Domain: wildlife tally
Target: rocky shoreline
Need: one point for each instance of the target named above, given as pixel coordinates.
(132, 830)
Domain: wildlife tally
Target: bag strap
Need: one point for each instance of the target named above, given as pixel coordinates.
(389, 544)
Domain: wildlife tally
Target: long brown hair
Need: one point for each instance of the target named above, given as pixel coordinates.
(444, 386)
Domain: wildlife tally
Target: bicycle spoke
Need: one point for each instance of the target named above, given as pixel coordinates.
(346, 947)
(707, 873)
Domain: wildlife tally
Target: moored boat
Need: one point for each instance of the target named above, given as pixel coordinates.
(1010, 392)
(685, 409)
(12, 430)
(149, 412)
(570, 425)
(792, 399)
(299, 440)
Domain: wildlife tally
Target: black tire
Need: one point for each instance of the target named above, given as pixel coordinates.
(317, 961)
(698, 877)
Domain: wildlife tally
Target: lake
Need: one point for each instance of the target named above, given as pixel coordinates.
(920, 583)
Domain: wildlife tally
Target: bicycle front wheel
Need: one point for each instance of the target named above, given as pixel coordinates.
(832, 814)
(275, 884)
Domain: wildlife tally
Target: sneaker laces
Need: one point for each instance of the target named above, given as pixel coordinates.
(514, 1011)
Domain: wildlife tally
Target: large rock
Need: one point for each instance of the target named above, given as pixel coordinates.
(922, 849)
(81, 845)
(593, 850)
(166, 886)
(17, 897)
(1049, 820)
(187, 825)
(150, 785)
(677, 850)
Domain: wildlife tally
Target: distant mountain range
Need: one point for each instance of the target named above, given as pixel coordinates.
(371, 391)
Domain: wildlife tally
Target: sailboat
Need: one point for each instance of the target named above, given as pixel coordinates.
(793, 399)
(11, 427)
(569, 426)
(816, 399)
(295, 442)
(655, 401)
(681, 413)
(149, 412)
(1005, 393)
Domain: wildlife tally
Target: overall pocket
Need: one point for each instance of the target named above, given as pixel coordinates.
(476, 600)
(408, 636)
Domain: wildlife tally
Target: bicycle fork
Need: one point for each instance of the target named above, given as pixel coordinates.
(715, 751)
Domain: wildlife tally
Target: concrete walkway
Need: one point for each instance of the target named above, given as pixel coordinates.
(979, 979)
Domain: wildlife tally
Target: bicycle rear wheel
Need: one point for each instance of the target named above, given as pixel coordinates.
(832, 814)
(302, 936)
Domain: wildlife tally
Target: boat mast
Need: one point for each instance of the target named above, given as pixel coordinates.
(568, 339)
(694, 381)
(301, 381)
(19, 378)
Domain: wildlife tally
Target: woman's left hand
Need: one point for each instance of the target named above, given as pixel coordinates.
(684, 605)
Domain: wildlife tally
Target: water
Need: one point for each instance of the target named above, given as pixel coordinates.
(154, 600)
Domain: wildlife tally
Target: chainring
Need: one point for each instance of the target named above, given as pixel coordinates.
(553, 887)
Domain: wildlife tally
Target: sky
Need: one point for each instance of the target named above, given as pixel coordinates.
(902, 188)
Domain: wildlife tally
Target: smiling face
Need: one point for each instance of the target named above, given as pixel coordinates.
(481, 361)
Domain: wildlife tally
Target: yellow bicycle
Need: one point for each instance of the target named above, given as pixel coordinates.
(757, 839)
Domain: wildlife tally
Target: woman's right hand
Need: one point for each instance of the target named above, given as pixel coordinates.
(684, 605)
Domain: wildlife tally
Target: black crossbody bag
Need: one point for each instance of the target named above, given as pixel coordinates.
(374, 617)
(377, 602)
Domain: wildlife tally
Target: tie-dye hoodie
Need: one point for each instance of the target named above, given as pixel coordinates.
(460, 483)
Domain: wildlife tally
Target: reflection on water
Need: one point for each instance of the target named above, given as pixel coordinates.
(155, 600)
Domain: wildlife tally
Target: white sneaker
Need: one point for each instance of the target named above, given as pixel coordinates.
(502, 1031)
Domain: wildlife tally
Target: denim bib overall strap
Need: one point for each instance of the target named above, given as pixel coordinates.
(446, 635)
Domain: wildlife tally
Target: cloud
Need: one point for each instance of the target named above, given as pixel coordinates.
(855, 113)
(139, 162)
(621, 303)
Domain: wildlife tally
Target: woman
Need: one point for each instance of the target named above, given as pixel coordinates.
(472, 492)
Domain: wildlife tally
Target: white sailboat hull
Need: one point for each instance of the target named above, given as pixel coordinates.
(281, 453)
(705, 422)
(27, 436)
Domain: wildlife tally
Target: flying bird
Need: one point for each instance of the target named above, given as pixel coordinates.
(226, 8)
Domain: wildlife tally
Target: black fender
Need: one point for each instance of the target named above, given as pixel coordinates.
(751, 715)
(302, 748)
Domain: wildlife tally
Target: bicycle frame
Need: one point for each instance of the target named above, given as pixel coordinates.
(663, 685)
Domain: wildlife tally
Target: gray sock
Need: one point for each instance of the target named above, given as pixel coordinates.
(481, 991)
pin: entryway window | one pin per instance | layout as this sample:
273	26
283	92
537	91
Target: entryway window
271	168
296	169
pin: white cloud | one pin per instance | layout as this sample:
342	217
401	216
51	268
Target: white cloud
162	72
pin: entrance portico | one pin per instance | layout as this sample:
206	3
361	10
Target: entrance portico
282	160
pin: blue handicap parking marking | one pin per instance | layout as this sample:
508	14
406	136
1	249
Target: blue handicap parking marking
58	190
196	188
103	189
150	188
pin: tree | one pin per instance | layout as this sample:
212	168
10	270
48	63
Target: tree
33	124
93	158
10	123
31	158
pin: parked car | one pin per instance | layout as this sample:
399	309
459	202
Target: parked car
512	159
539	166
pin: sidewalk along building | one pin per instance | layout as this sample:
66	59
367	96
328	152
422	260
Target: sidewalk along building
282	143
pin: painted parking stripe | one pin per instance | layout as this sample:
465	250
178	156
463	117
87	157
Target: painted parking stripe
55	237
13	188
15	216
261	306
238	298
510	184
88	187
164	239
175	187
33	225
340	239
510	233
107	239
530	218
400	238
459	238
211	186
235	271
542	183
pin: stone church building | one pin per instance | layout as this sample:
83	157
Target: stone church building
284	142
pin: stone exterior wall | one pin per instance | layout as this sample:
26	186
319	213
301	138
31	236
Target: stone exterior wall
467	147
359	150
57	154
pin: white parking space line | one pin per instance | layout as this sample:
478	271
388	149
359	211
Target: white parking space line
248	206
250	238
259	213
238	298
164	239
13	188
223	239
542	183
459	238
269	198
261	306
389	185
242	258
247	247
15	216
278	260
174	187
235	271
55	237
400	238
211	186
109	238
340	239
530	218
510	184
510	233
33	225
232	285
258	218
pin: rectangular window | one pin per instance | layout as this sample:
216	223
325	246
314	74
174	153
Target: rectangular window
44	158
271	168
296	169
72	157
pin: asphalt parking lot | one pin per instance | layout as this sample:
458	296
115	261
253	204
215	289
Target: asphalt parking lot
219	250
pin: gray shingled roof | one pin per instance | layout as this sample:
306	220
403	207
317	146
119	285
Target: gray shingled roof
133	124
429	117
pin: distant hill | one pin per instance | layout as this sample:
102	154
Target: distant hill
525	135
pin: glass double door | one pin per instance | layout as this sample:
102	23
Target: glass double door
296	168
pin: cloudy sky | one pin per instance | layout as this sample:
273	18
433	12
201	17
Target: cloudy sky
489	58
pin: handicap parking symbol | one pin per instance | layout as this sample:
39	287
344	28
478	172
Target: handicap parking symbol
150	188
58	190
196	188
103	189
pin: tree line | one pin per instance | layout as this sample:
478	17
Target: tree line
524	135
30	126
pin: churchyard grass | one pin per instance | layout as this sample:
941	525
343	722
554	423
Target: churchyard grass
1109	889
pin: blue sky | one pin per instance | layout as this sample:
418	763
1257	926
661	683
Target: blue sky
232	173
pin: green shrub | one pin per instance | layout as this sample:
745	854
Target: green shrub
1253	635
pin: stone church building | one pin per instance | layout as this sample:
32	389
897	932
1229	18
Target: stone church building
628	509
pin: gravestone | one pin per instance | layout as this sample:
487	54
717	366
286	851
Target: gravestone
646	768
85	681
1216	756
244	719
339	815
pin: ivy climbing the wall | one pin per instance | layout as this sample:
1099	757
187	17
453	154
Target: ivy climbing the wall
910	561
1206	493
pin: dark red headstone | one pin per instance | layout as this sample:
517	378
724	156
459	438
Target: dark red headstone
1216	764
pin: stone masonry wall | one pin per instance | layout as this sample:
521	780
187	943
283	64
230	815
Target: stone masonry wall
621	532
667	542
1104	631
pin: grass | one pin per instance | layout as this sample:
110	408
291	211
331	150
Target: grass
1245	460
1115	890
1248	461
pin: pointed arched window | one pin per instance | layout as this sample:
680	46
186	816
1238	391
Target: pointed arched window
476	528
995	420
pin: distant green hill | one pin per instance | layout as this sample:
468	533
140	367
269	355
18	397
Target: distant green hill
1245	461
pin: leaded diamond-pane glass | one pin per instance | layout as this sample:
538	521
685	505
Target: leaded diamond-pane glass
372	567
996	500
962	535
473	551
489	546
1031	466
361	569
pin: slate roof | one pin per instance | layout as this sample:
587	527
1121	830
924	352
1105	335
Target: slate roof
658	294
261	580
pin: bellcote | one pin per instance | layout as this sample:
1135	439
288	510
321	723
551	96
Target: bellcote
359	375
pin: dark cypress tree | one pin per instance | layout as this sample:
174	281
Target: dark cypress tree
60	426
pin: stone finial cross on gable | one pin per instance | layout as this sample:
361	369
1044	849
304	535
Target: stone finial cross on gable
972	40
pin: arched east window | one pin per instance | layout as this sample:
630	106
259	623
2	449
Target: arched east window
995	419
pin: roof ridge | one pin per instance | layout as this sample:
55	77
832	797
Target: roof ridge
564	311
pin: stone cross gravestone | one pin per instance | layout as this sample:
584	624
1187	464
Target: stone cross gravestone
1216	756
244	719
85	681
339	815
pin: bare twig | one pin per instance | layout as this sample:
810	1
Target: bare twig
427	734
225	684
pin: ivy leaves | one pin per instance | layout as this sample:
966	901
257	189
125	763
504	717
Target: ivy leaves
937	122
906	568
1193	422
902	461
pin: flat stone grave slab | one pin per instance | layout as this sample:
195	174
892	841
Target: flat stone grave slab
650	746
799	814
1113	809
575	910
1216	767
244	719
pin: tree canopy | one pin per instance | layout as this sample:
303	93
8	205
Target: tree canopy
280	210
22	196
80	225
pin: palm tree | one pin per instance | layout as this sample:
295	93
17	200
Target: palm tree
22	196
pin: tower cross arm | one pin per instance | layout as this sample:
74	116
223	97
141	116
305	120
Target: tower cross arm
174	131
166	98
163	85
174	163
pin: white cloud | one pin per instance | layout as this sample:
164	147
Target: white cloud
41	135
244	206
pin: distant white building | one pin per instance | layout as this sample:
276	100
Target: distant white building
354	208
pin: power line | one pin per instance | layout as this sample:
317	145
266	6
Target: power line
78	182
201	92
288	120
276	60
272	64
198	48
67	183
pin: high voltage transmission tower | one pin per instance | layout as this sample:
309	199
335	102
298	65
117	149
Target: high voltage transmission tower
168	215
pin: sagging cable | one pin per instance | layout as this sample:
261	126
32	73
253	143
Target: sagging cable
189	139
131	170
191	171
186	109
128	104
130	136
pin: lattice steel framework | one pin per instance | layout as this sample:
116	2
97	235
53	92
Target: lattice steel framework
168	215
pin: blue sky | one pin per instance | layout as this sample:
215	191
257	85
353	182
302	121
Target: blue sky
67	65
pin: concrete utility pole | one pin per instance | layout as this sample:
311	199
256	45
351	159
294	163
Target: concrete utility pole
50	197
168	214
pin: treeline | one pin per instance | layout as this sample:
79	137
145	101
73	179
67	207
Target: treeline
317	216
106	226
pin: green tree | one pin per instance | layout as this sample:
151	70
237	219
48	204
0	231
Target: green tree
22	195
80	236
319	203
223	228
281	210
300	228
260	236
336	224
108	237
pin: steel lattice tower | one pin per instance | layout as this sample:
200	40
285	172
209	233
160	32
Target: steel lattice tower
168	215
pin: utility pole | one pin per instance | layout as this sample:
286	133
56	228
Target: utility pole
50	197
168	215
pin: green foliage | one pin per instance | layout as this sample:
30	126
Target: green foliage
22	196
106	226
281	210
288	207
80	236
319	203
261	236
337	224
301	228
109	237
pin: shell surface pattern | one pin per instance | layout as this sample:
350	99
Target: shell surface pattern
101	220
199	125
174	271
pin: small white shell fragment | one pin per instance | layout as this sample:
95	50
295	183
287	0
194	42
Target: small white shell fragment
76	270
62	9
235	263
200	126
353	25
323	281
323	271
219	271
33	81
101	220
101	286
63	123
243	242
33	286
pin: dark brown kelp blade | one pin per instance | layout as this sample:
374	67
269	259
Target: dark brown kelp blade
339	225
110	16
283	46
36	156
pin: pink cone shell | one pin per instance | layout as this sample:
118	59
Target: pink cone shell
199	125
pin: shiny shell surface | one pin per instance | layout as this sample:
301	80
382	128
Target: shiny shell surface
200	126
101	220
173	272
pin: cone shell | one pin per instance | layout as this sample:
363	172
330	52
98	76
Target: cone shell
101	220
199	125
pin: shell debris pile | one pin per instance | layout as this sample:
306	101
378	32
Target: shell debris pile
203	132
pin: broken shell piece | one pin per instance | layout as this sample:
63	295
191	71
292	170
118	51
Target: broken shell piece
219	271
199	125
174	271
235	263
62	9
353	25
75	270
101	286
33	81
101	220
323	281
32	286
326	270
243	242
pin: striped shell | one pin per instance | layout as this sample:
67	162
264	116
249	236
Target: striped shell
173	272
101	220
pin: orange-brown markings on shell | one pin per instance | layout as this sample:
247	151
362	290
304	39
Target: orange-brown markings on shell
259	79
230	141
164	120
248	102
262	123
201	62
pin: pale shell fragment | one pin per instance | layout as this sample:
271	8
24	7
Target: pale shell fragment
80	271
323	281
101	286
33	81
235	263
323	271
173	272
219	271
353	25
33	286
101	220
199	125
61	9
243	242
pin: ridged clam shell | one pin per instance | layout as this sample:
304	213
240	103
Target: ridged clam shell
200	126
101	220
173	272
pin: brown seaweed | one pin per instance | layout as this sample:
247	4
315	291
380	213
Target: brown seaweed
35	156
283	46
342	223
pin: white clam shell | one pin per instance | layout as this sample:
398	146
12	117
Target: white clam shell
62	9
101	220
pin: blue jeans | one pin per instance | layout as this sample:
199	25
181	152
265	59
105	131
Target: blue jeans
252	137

* Task directions: Exactly the lines from the one containing "pin: blue jeans" through the last line of the material above are to be returned, with nothing else.

* Task output:
pin: blue jeans | one pin per instance | layout as this sample:
199	25
181	152
265	59
105	131
Target: blue jeans
252	137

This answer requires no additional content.